### Assignment
The entries need to be copied exactly.

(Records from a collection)
┌──

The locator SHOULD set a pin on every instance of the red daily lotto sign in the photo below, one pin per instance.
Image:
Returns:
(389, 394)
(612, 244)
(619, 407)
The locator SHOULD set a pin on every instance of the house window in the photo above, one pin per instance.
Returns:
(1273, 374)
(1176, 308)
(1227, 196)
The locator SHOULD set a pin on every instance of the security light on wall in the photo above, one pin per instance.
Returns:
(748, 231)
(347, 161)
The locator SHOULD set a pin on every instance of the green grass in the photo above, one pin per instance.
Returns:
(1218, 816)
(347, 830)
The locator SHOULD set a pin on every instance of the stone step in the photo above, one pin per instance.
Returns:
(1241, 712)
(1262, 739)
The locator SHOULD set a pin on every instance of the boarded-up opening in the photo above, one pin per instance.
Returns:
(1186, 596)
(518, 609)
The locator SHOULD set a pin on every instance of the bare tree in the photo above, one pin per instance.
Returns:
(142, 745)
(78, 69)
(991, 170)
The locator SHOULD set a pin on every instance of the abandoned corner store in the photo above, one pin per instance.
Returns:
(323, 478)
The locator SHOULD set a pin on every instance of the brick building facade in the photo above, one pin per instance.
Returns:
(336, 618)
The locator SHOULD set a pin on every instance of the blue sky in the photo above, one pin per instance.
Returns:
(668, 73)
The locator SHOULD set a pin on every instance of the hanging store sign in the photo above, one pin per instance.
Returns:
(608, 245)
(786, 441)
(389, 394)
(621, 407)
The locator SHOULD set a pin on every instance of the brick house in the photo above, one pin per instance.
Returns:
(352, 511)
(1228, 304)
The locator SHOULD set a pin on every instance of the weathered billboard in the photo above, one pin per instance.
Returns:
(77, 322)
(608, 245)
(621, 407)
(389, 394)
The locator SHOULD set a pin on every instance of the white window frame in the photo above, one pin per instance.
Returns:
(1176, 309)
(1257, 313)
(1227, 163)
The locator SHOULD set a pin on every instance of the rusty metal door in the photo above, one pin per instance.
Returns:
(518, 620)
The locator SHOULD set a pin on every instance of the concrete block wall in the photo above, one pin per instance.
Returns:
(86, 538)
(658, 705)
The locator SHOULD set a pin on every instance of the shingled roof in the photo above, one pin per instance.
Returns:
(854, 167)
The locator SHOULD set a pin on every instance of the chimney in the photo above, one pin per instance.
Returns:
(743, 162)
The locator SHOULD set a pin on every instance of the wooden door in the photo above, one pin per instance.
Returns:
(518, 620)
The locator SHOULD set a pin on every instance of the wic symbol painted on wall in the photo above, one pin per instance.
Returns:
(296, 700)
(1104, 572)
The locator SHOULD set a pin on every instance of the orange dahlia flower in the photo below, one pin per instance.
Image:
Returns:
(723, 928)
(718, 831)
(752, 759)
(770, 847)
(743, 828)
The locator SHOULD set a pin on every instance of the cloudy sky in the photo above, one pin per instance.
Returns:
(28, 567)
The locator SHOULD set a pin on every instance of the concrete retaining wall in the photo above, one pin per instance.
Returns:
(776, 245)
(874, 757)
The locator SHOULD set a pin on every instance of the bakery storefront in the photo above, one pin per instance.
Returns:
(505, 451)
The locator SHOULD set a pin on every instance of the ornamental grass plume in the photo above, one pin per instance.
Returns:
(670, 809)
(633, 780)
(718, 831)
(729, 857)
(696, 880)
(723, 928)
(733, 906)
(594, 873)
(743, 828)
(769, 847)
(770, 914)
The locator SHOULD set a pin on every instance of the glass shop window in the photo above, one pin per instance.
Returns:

└──

### Exercise output
The locator SHOULD set a pin on every instance of the red daily lotto sign in the photo below, one pin per instance.
Image:
Returns:
(389, 394)
(612, 244)
(619, 407)
The locator SHOULD set a pin on every instance of the house window in the photo above, one pin per instance.
Returns:
(1273, 374)
(1176, 308)
(1227, 196)
The locator SHOULD set a pin on every instance of the security light on wall in the photo above, one pin per instance.
Returns:
(748, 231)
(347, 161)
The locator SHOULD set a pin on every instance of the green grass in the photo above, one pin per instance.
Returns:
(1218, 816)
(347, 830)
The locator SHOULD set a pin on every instance of the stone step in the photo above, one pin per instance.
Returns:
(1241, 712)
(1262, 739)
The locator SHOULD set a pin on every instance of the boarded-up opening in the photo above, one pin per instance.
Returns:
(1186, 596)
(518, 609)
The locator SHOULD set a pin on every instance of the bare tree in the photo above, one pin per instance.
Returns:
(142, 745)
(78, 69)
(991, 170)
The locator SHOULD set a pin on every instance of the abandoned corner store in the photo above, one pin per instance.
Returns:
(323, 478)
The locator SHOULD set a pin on every instance of the brick building facade in the photo above, one pin per instance.
Returns:
(336, 618)
The locator SHOULD set a pin on every instance of the blue sky in the photo above, one pin per instance.
Returns:
(668, 73)
The locator SHOULD set a pin on every instance of the hanging store sign in the photo above, one pin per instance.
Returns:
(608, 245)
(786, 441)
(389, 394)
(621, 407)
The locator SHOULD set a pin on every instance of the brick house in the photo above, one pin per instance.
Returns:
(352, 511)
(1228, 304)
The locator SHOULD set a pin on every instance of the weathered billboard in the photo above, one pin per instance.
Returns:
(77, 322)
(608, 245)
(621, 407)
(389, 394)
The locator SHOULD set a pin on every instance of the white window frame in the photo above, one pin per instance.
Returns:
(1176, 309)
(1257, 313)
(1227, 163)
The locator SHOULD set a pin on every instance of the rusty metal door in the photo above, one pin per instance.
Returns:
(518, 620)
The locator SHOULD set a pin on every instance of the concrete block wall in the photo above, one pin per instance.
Returns:
(86, 538)
(658, 705)
The locator SHOULD set a pin on every instance of the shingled roof in the photo above, one pin per instance.
Returns:
(854, 167)
The locator SHOULD set a pin on every instance of the chimney in the photo above, one pin per instance.
Returns:
(743, 162)
The locator SHOULD set a pin on every instance of the wooden door in the photo above, one pin per instance.
Returns:
(518, 620)
The locator SHOULD set a pin on every instance of the wic symbol painted on wall in the photo above, one pin per instance.
Returns:
(296, 700)
(1104, 572)
The locator SHOULD set a pin on every instance of the orange dahlia flower in the photo below, one pin per instance.
Image:
Returns:
(723, 928)
(718, 831)
(752, 759)
(770, 847)
(743, 828)
The locator SHOULD set a pin on every instance of the cloudy sky in the photo above, one pin per instance.
Returns:
(28, 567)
The locator SHOULD set a pin on every instance of the concrete retaining wall in the photo above, one pin per instance.
Returns:
(776, 245)
(874, 757)
The locator SHOULD set a pin on every instance of the bakery storefront in the photo above, one pin per instance.
Returns:
(505, 451)
The locator SHOULD set a pin on every instance of the ornamental grass plume in the photo above, one pin per instance.
Returns:
(670, 809)
(633, 780)
(718, 831)
(729, 857)
(696, 880)
(723, 928)
(733, 906)
(594, 873)
(743, 828)
(769, 847)
(770, 914)
The locator SHOULD set a pin on every instance of the glass shop window in the photo above, one pin per instance.
Returns:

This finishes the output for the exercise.